> _EXTRACT TO READ_
□ □ □
What is abdominal pain caused by stress
Abdominal pain caused by stress doesn’t have a physical cause. The complaints are caused by mental or emotional stress, which the body translates into physical symptoms, just like the knot in your stomach when you have a big test or an important meeting. Abdominal pain is a common physical symptom of mental or emotional stress.
What are symptoms of abdominal pain caused by stress
- Nagging, vague abdominal pain
- Bloated feeling
- Irregular consistency of stool
Is abdominal pain caused by stress serious and should I see a doctor
Abdominal pain caused by stress isn’t serious, but can be very bothersome. The cause isn’t physical and it usually isn’t necessary to contact a doctor. Everyone has an important deadline, test or meeting once in a while, which makes you a bit nauseated and causes a knot in your stomach. Know when to contact a doctor
Contact a doctor:
- When you have a vague, nagging abdominal pain, without any other physical symptoms, for over 2 weeks
What can I do about abdominal pain caused by stress myself
- Find the cause of the stress
- Keep a diary documenting the abdominal pain
- Try to relieve tensions at work or in your private life
- Talk to friends about high pressure, stress or tension you’re experiencing
- Relaxation exercises
How does abdominal pain caused by stress affect my body
With abdominal pain caused by stress the body translates emotional or mental stress to physical symptoms. This happens in a lot more situations for example burn-out and stage fright , but it can also happen with positive emotions think of the knot in your stomach when you’re in love or goosebumps you get when hearing beautiful music.
□ □ □
> _RECORDED DATA_
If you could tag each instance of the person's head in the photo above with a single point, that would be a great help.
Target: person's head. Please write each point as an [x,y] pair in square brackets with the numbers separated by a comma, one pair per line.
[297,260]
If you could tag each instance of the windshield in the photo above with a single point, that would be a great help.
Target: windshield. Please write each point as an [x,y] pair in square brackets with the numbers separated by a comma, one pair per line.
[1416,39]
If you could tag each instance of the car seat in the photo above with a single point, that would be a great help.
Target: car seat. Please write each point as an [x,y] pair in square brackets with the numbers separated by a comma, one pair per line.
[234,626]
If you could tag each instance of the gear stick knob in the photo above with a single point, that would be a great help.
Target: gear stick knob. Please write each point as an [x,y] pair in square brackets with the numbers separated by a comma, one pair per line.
□ □ □
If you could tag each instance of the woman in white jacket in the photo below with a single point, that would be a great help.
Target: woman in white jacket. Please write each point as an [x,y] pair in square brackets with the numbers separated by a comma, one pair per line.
□ □ □
> _WHAT TO DO_
• a. Repeat the part of the text on stress-related abdominal pain that opens with the words containing "What is abdominal" and closes with "or emotional stress.".
• b. List every self-help measure that the text on stress-related abdominal pain gives for dealing with the pain yourself.
• c. Please carry the text on stress-related abdominal pain further from the point where it stops.
The rows are separate material and have no connection to the text on stress-related abdominal pain.

> _RESULTS FOR EACH TASK_
• a.
What is abdominal pain caused by stress
Abdominal pain caused by stress doesn’t have a physical cause. The complaints are caused by mental or emotional stress, which the body translates into physical symptoms, just like the knot in your stomach when you have a big test or an important meeting. Abdominal pain is a common physical symptom of mental or emotional stress.

• b.
- Find the cause of the stress
- Keep a diary documenting the abdominal pain
- Try to relieve tensions at work or in your private life
- Talk to friends about high pressure, stress or tension you're experiencing
- Relaxation exercises

• c.
Because abdominal pain caused by stress doesn’t have a physical cause, it usually can’t be treated with medication. When there’s a long period of stress, that doesn’t go away doing relaxation exercises, talking to friends or discussing tensions with the people causing them, it can be good to talk to a psychologist. A doctor can refer you to an appropriate psychologist.